**Problems to solve**
[1] How much full-discretion assets under management does the OCIO post report for outsourced chief investment officer firms?
[2] Please write out the part of the OCIO post that opens with the words containing "Alan Biller, why" and closes with "here we are.".

**Page excerpt**
Alan Biller, why the OCIO business keeps growing. Endowment office costs cont.

10 / 27 / 2017
Download this post as a PDF file
by Charles Skorina | Comments are closed

Last month in our annual OCIO report, we listed OCIO assets up 18% from the prior year.  We promised to come back with some additional thoughts about the outsourcing decision for endowments, and here we are.

Now, with recent AUM updates as of June 30th from a few big OCIO providers, we’re reporting $1.7 Trillion in full-discretion assets under management by outsourced chief investment officer firms.

That’s a year-over-year jump of $364 billion – or a little over twenty one percent – since September 2016!

See our OCIO list from last week with these latest updates here: http://www.charlesskorina.com/?p=5145

Our headline now says that total outsourced AUM is up over 21 percent (about $364 billion) year-over-year by our reckoning — but we didn’t hazard any guess about where all that money was coming from.

Collected data
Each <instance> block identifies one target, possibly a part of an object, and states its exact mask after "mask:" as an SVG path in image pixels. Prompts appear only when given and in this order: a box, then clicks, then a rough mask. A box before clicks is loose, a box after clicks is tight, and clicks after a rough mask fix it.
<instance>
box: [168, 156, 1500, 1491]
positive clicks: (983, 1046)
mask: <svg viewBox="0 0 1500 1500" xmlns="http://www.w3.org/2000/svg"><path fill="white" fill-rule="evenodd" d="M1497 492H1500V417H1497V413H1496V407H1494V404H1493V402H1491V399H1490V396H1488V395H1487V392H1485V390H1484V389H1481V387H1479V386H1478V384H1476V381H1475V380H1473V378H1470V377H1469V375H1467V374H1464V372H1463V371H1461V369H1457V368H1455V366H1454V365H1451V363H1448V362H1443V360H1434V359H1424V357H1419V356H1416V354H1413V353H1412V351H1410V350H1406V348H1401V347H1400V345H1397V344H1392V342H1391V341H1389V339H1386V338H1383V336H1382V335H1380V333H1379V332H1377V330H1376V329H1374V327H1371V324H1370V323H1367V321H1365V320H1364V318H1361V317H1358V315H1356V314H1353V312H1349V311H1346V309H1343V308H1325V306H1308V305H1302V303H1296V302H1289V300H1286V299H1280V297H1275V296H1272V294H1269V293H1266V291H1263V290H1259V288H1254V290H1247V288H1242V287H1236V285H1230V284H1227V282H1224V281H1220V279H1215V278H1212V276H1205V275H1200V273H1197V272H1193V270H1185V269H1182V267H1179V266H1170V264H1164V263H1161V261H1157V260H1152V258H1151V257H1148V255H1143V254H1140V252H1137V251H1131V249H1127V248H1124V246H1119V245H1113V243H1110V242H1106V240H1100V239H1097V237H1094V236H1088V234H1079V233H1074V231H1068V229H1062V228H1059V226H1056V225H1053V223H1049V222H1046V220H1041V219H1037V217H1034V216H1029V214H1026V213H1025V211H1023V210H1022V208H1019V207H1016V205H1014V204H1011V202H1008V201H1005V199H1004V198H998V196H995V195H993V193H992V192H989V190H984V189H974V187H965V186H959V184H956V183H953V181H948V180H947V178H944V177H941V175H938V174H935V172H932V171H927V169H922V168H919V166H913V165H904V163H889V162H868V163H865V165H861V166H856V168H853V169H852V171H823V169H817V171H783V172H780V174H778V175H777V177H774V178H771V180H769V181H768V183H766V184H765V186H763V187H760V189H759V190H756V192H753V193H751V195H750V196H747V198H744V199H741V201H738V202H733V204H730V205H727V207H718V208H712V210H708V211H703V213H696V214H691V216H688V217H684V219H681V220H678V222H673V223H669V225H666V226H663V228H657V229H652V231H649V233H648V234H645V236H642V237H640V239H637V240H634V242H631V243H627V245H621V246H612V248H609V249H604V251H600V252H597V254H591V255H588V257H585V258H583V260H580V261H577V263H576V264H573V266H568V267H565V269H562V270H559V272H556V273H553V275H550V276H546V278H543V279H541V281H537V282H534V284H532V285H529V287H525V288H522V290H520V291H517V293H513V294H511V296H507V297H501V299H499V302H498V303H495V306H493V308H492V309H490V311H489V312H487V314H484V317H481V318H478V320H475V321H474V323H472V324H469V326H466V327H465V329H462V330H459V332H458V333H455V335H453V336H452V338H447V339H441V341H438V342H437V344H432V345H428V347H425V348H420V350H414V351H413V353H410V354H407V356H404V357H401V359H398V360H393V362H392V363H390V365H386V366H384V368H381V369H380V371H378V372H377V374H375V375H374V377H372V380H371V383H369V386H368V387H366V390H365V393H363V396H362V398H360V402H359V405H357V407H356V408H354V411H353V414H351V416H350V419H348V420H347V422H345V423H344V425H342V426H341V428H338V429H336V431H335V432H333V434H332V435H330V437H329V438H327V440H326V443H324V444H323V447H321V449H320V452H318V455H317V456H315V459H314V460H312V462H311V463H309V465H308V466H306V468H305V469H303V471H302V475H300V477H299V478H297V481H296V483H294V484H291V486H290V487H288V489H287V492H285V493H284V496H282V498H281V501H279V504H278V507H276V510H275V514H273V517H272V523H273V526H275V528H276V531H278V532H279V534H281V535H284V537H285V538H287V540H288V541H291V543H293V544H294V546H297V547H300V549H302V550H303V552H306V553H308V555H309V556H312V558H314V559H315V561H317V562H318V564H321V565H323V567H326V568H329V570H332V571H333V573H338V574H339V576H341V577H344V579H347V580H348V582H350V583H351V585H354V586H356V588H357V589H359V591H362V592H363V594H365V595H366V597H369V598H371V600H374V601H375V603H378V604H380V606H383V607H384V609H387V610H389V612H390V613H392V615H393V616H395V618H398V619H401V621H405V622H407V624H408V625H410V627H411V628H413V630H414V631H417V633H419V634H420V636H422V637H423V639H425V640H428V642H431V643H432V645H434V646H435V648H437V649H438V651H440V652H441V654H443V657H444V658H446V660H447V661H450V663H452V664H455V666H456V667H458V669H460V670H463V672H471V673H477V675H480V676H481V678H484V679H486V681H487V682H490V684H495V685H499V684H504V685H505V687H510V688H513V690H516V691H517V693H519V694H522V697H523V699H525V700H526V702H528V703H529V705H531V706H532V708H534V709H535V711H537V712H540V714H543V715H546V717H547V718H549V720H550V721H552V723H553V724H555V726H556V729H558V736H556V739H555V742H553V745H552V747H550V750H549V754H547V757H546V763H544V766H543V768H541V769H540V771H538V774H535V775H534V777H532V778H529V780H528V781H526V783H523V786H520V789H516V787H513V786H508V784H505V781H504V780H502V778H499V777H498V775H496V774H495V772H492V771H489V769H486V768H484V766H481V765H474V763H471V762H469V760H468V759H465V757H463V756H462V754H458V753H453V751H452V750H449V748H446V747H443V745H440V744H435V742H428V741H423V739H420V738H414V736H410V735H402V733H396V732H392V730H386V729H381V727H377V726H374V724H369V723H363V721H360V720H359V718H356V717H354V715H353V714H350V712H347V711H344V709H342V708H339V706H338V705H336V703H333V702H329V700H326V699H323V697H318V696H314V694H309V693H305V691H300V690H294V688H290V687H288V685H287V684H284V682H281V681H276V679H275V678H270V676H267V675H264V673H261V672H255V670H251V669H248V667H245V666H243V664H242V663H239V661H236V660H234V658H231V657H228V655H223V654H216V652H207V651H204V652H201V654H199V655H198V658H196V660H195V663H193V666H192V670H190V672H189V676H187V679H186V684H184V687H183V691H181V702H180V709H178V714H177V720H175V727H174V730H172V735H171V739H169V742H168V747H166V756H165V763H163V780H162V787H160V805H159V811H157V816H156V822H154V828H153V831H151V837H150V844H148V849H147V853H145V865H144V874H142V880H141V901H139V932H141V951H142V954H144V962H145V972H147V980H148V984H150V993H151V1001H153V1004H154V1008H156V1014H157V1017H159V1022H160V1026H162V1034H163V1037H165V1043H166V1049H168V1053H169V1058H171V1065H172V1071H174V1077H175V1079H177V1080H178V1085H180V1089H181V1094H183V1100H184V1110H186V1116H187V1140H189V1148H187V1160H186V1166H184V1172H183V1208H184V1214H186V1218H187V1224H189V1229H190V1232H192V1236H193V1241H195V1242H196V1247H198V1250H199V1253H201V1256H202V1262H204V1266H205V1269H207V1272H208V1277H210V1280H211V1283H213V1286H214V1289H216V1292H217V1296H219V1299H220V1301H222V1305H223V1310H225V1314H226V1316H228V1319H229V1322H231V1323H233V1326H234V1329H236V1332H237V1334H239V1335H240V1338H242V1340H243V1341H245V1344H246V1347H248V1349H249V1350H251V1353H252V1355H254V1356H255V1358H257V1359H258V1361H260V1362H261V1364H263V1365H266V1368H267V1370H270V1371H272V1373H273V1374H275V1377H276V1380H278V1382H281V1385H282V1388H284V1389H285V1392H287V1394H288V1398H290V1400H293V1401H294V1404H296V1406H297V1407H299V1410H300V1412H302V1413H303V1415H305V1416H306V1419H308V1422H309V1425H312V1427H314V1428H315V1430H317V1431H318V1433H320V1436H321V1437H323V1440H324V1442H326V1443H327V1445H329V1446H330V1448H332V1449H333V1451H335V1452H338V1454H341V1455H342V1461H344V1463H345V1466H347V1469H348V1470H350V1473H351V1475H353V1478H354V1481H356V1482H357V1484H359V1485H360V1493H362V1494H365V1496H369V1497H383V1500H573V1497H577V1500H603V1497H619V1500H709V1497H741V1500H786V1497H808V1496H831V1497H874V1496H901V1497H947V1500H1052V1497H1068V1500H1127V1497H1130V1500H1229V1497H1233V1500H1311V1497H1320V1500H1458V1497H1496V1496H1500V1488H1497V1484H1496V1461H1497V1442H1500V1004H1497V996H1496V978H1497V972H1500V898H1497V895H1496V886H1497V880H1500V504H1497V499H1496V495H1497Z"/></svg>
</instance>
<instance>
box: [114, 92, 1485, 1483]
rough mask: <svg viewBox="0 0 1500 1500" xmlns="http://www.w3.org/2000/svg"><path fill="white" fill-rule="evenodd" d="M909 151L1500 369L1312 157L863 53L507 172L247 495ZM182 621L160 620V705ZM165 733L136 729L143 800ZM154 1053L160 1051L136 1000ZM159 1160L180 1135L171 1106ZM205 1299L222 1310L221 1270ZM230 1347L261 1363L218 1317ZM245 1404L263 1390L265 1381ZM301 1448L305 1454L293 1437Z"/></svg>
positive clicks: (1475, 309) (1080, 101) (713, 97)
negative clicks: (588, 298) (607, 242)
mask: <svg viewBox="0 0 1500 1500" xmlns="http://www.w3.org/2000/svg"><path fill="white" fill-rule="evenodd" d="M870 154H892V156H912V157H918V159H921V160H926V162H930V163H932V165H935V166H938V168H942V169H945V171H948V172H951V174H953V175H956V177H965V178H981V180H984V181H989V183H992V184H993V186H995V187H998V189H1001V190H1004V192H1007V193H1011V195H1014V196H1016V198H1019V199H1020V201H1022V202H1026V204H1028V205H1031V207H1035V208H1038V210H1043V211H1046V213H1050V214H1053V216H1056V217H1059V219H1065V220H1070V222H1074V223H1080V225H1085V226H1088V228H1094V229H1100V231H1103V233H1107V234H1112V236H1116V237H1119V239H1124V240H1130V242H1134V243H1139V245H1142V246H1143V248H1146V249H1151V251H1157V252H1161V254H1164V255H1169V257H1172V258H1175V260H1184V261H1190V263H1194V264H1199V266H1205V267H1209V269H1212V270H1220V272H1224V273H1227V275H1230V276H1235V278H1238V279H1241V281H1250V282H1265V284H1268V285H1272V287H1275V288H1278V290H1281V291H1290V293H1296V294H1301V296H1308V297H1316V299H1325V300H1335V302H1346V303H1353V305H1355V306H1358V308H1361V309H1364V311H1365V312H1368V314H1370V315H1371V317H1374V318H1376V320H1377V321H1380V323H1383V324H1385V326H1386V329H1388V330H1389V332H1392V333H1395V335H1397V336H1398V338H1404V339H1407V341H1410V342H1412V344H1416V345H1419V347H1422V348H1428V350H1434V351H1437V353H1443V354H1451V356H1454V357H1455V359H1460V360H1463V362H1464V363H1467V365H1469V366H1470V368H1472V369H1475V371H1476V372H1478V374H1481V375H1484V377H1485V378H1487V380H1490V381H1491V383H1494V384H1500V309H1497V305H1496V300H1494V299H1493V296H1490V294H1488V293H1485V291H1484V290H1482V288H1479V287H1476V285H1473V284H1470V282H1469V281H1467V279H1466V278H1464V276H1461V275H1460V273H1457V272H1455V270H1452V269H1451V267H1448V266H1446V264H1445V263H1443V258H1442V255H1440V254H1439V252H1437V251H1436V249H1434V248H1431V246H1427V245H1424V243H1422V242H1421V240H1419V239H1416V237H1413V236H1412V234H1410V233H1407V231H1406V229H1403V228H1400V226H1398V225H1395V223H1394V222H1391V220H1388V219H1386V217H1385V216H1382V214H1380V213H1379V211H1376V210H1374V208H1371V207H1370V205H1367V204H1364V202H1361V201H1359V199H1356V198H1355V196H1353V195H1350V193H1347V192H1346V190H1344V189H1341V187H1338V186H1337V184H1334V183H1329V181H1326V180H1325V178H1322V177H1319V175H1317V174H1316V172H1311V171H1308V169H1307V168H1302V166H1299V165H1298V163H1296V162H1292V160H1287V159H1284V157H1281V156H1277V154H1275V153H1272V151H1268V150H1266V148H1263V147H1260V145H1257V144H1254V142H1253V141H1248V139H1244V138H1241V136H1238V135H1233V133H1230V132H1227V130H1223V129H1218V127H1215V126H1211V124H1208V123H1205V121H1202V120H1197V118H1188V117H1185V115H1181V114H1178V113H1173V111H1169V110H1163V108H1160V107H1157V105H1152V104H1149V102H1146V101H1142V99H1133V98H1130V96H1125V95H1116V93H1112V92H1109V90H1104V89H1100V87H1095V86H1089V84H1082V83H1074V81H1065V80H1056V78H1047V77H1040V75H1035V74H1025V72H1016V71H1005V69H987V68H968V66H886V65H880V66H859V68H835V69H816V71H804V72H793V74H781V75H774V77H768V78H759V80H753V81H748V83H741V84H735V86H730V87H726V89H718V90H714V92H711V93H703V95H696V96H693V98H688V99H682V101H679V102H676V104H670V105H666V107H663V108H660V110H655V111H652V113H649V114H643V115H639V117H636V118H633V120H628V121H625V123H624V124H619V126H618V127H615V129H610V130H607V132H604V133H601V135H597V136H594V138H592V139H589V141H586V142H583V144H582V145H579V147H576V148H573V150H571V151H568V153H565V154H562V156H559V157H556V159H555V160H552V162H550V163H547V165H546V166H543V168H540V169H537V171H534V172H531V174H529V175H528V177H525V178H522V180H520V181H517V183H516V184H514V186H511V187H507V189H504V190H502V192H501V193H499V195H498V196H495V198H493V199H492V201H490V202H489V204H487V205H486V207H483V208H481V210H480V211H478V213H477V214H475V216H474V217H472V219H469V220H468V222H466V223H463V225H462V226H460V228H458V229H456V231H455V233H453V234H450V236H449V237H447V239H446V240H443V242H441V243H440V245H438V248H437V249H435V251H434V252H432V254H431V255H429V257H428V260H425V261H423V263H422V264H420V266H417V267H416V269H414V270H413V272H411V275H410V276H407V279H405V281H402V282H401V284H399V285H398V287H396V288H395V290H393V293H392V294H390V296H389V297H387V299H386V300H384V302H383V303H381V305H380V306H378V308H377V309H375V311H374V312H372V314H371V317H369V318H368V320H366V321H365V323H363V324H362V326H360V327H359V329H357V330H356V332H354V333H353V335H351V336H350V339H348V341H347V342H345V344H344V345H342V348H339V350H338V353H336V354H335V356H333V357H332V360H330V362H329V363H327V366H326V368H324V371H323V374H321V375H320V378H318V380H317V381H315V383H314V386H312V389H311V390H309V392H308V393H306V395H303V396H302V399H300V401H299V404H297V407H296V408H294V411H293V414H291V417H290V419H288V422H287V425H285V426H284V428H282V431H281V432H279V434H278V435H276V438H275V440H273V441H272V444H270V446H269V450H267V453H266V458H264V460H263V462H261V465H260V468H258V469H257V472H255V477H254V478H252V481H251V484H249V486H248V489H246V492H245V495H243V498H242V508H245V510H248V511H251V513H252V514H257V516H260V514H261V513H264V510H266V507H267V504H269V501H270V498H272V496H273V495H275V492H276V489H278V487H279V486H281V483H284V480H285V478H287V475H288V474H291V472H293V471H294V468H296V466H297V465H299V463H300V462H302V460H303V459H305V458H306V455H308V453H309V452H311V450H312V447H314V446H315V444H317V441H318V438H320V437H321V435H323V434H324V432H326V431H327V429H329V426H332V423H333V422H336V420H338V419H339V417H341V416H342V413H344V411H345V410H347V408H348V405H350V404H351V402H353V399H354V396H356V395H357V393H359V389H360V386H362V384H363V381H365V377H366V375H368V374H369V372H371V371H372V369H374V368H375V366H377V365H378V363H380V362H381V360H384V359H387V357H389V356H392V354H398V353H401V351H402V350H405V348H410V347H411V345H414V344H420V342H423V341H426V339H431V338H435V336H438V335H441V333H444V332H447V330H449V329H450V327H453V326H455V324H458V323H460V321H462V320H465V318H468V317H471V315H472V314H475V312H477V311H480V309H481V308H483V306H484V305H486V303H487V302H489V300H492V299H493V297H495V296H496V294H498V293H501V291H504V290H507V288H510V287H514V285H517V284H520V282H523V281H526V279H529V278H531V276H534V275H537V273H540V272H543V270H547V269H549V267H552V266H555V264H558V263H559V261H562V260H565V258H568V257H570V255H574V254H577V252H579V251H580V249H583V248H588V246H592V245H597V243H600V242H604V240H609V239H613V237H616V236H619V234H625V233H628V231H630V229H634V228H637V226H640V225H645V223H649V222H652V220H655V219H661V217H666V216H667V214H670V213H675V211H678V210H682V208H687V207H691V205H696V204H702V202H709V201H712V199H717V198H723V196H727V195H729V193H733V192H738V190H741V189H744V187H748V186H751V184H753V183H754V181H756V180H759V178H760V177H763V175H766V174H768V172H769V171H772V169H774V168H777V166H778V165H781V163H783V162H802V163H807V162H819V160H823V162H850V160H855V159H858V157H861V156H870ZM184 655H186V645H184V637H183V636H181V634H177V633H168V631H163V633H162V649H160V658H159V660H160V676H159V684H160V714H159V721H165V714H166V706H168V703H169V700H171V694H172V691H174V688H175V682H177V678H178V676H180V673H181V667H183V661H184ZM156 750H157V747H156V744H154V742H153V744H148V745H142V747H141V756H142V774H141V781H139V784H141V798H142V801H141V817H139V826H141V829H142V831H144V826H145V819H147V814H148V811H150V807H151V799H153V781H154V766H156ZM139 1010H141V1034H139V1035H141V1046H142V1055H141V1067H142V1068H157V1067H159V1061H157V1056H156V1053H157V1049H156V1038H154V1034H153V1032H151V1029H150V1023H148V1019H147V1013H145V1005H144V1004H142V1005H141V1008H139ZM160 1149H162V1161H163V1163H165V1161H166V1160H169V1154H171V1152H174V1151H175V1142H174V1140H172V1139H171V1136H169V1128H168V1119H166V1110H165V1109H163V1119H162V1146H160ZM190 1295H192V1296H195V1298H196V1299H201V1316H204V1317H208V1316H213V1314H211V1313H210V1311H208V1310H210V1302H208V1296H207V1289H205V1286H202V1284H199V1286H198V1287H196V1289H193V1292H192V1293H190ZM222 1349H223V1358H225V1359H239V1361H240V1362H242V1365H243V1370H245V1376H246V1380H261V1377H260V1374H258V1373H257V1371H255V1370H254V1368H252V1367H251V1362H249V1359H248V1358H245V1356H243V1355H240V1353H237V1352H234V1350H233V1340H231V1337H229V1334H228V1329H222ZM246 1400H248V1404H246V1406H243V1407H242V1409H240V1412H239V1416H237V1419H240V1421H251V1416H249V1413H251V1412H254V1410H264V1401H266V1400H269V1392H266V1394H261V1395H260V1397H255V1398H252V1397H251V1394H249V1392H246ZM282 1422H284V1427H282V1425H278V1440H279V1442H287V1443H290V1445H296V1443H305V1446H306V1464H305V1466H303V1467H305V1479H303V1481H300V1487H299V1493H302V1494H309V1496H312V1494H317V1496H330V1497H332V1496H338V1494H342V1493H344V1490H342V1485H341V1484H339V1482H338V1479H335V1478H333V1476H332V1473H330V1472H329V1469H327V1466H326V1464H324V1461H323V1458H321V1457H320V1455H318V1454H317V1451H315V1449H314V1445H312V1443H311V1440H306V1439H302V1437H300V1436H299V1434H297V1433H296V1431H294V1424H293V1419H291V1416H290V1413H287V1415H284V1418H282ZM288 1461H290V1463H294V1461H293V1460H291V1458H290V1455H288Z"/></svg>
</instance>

**Numbered answers**
[1] $1.7 Trillion.

[2]
Alan Biller, why the OCIO business keeps growing. Endowment office costs cont.

10 / 27 / 2017
Download this post as a PDF file
by Charles Skorina | Comments are closed

Last month in our annual OCIO report, we listed OCIO assets up 18% from the prior year.  We promised to come back with some additional thoughts about the outsourcing decision for endowments, and here we are.